Write out again, exactly, the lines below starting at the one with "water, that would be most appreciated." and ending at the one with "river, that would be most appreciated.".

Records from a data collection:
○ ○ ○ ○ ○
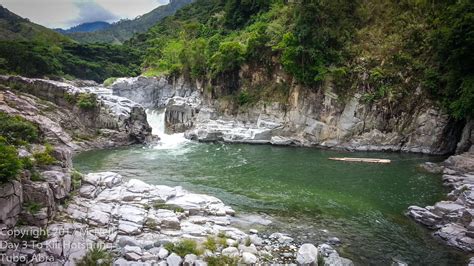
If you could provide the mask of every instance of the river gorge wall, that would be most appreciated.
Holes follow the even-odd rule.
[[[427,154],[453,153],[470,143],[463,138],[458,145],[464,122],[451,119],[421,95],[414,95],[406,110],[394,115],[387,107],[364,102],[357,93],[341,101],[330,87],[312,91],[292,85],[287,98],[279,101],[237,105],[229,97],[214,97],[206,86],[182,78],[137,77],[118,79],[112,90],[148,108],[166,107],[170,132],[185,132],[203,142]]]

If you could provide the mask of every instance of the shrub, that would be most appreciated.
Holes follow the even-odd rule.
[[[41,204],[39,204],[38,202],[34,202],[34,201],[27,201],[23,204],[23,207],[25,208],[25,210],[30,213],[30,214],[36,214],[38,213],[41,208],[43,208],[41,206]]]
[[[30,157],[23,157],[20,158],[20,160],[23,169],[32,170],[33,167],[35,167],[35,163],[33,162],[33,160],[31,160]]]
[[[200,255],[202,252],[197,249],[196,241],[192,239],[183,239],[176,244],[167,243],[165,248],[170,252],[174,252],[181,257],[186,256],[187,254]]]
[[[234,266],[237,265],[239,258],[217,255],[206,257],[205,260],[209,266]]]
[[[227,246],[227,237],[220,237],[219,238],[219,245],[222,246],[222,247],[226,247]]]
[[[20,116],[0,112],[0,135],[12,145],[22,145],[38,140],[38,128]]]
[[[184,209],[181,208],[180,206],[173,205],[173,204],[166,204],[161,201],[157,201],[153,203],[153,208],[154,209],[163,209],[163,210],[170,210],[174,212],[184,212]]]
[[[77,266],[112,265],[113,256],[100,246],[89,250],[80,260],[75,260]]]
[[[82,184],[82,174],[76,170],[73,170],[71,173],[71,180],[72,180],[72,189],[73,190],[79,189]]]
[[[252,96],[246,91],[242,91],[237,97],[237,102],[240,106],[246,105],[252,101]]]
[[[93,109],[97,106],[97,97],[90,93],[80,93],[77,96],[77,106],[82,109]]]
[[[36,152],[33,154],[33,158],[35,158],[36,165],[38,166],[46,166],[56,163],[56,159],[51,156],[53,147],[49,144],[46,144],[45,147],[46,149],[44,152]]]
[[[247,237],[247,238],[245,239],[244,245],[245,245],[246,247],[249,247],[251,244],[252,244],[252,240],[250,240],[250,237]]]
[[[0,143],[0,183],[15,179],[22,168],[14,146]]]
[[[155,220],[152,219],[147,219],[145,222],[146,226],[150,228],[151,230],[157,230],[158,229],[158,224],[155,222]]]
[[[38,171],[32,171],[30,180],[33,182],[41,182],[44,181],[44,178],[40,175],[40,173],[38,173]]]
[[[115,81],[117,81],[118,78],[108,78],[104,81],[104,87],[109,87],[112,84],[114,84]]]
[[[216,252],[216,250],[217,250],[216,239],[215,239],[214,237],[212,237],[212,236],[208,236],[207,239],[206,239],[206,241],[204,241],[204,242],[202,243],[202,245],[203,245],[203,247],[204,247],[205,249],[208,249],[208,250],[210,250],[210,251],[212,251],[212,252]]]
[[[223,42],[219,51],[211,58],[214,73],[225,73],[239,69],[245,61],[245,46],[239,42]]]
[[[68,102],[70,104],[76,104],[76,96],[74,94],[66,92],[64,94],[64,99],[66,100],[66,102]]]

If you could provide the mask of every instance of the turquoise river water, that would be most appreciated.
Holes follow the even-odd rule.
[[[442,158],[414,154],[328,151],[269,145],[203,144],[164,135],[155,147],[132,146],[79,154],[83,173],[114,171],[151,184],[183,186],[222,199],[238,216],[273,221],[259,228],[299,242],[336,236],[341,255],[357,265],[462,265],[466,258],[404,215],[410,205],[441,200],[440,175],[417,170]],[[330,161],[377,157],[391,164]]]

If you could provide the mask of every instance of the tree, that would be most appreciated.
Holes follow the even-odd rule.
[[[223,42],[211,60],[216,74],[238,70],[245,61],[245,46],[235,41]]]

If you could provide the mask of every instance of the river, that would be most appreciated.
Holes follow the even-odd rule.
[[[288,232],[299,242],[320,244],[338,237],[341,256],[358,265],[390,265],[396,260],[465,264],[462,254],[404,215],[410,205],[431,205],[445,197],[441,176],[416,167],[443,158],[197,143],[183,134],[164,134],[163,113],[148,111],[148,117],[160,143],[81,153],[74,159],[75,168],[84,173],[114,171],[126,179],[213,195],[231,205],[237,217],[273,221],[259,226],[261,231]],[[333,156],[387,158],[392,163],[328,160]]]

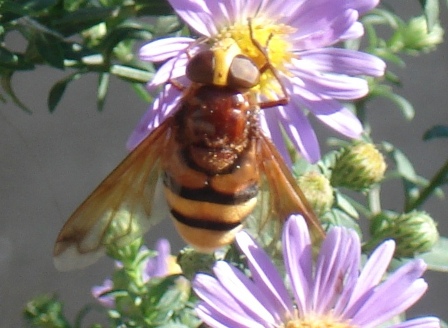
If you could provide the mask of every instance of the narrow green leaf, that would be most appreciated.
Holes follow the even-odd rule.
[[[417,174],[411,161],[406,155],[399,149],[394,148],[391,152],[392,158],[397,166],[397,171],[401,177],[412,182],[418,182]]]
[[[145,16],[162,16],[173,13],[173,8],[166,0],[137,0],[138,14]]]
[[[448,272],[448,238],[440,237],[433,249],[418,257],[425,260],[428,269],[440,272]]]
[[[28,11],[29,13],[31,13],[41,11],[44,9],[49,9],[53,7],[57,2],[58,0],[30,0],[22,2],[21,7],[26,11]]]
[[[322,222],[324,223],[324,225],[328,224],[330,227],[342,226],[353,229],[358,233],[360,237],[362,236],[362,231],[359,227],[358,222],[353,220],[353,218],[347,215],[347,213],[337,208],[333,208],[330,212],[325,213]]]
[[[5,14],[14,14],[18,16],[26,16],[28,15],[28,8],[25,8],[24,6],[18,6],[17,1],[7,1],[3,0],[0,3],[0,13],[3,15]],[[2,17],[3,19],[3,17]]]
[[[68,36],[102,23],[110,17],[117,16],[118,13],[118,7],[81,8],[53,20],[52,25],[55,29]]]
[[[137,96],[142,99],[144,102],[150,103],[152,101],[152,97],[149,94],[148,90],[146,90],[145,86],[141,83],[132,83],[132,89],[135,91]]]
[[[142,28],[137,26],[120,26],[112,30],[103,39],[100,48],[104,50],[103,53],[109,54],[112,52],[114,47],[121,41],[138,39],[138,40],[150,40],[152,34]]]
[[[384,93],[382,96],[394,102],[407,120],[412,120],[414,118],[415,110],[408,100],[392,92]]]
[[[183,323],[167,323],[166,325],[159,326],[159,328],[190,328],[191,326],[184,325]]]
[[[358,211],[353,207],[353,205],[350,203],[350,200],[346,198],[343,194],[337,192],[335,194],[336,196],[336,205],[344,211],[347,215],[354,219],[359,218]]]
[[[26,26],[26,28],[30,30],[29,33],[31,33],[32,31],[36,34],[48,34],[61,40],[64,38],[64,36],[58,31],[52,30],[48,26],[39,23],[36,19],[33,19],[29,16],[20,18],[19,24],[22,26]]]
[[[447,125],[435,125],[425,132],[423,140],[428,141],[437,138],[448,138],[448,126]]]
[[[375,48],[372,50],[372,54],[400,67],[406,66],[405,61],[399,55],[394,54],[389,48]],[[388,72],[386,71],[386,76]]]
[[[104,100],[106,99],[107,89],[109,88],[109,73],[100,73],[98,78],[98,93],[96,105],[99,111],[103,110]]]
[[[414,118],[415,111],[412,104],[400,95],[394,93],[392,88],[384,84],[373,85],[370,97],[383,97],[394,102],[407,120]]]
[[[154,76],[154,73],[124,65],[112,65],[110,68],[110,73],[131,82],[142,83],[148,82]]]
[[[48,109],[50,112],[54,112],[57,105],[62,99],[62,96],[64,95],[65,89],[67,88],[67,85],[73,81],[77,80],[81,77],[81,73],[74,73],[69,76],[67,76],[65,79],[62,79],[58,82],[56,82],[53,87],[50,90],[50,94],[48,95]]]
[[[15,71],[34,68],[34,64],[28,62],[22,54],[14,53],[4,47],[0,47],[0,66]]]
[[[420,5],[425,13],[426,22],[428,24],[428,31],[439,22],[439,0],[419,0]]]
[[[59,104],[59,101],[62,99],[62,95],[67,88],[67,84],[70,81],[62,80],[57,82],[50,90],[50,94],[48,95],[48,109],[50,112],[54,112],[56,106]]]
[[[17,97],[16,93],[14,92],[14,89],[12,87],[12,76],[14,72],[7,72],[3,73],[1,76],[1,85],[3,89],[6,91],[6,93],[11,97],[12,101],[19,106],[22,110],[27,112],[28,114],[31,113],[31,110],[20,101],[20,99]]]
[[[0,47],[0,63],[2,65],[11,65],[17,62],[17,56],[4,47]]]
[[[167,35],[180,31],[182,27],[183,25],[176,15],[159,16],[154,26],[153,33],[158,36]]]
[[[36,49],[42,58],[51,66],[64,68],[64,52],[62,51],[61,40],[53,35],[36,33]]]
[[[390,10],[375,8],[362,17],[362,21],[368,24],[374,25],[389,25],[393,29],[396,29],[403,21],[401,18]]]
○ ○ ○ ○ ○
▶ Completed task
If you could provide the mask of every instance of the turquoise river water, that would be most appreciated.
Holes follow the even-odd rule.
[[[442,158],[414,154],[328,151],[269,145],[203,144],[164,135],[155,147],[132,146],[79,154],[83,173],[114,171],[151,184],[183,186],[222,199],[238,216],[273,221],[259,228],[299,242],[336,236],[341,255],[357,265],[462,265],[466,258],[404,215],[410,205],[441,200],[440,175],[417,170]],[[330,161],[377,157],[391,164]]]

If you could provide the mask of every instance of the tree, that would be most appreciated.
Holes follow the even-odd rule.
[[[223,42],[211,60],[216,74],[238,70],[245,61],[245,46],[235,41]]]

If you could provide the mask of every instance of the river, that would be most appreciated.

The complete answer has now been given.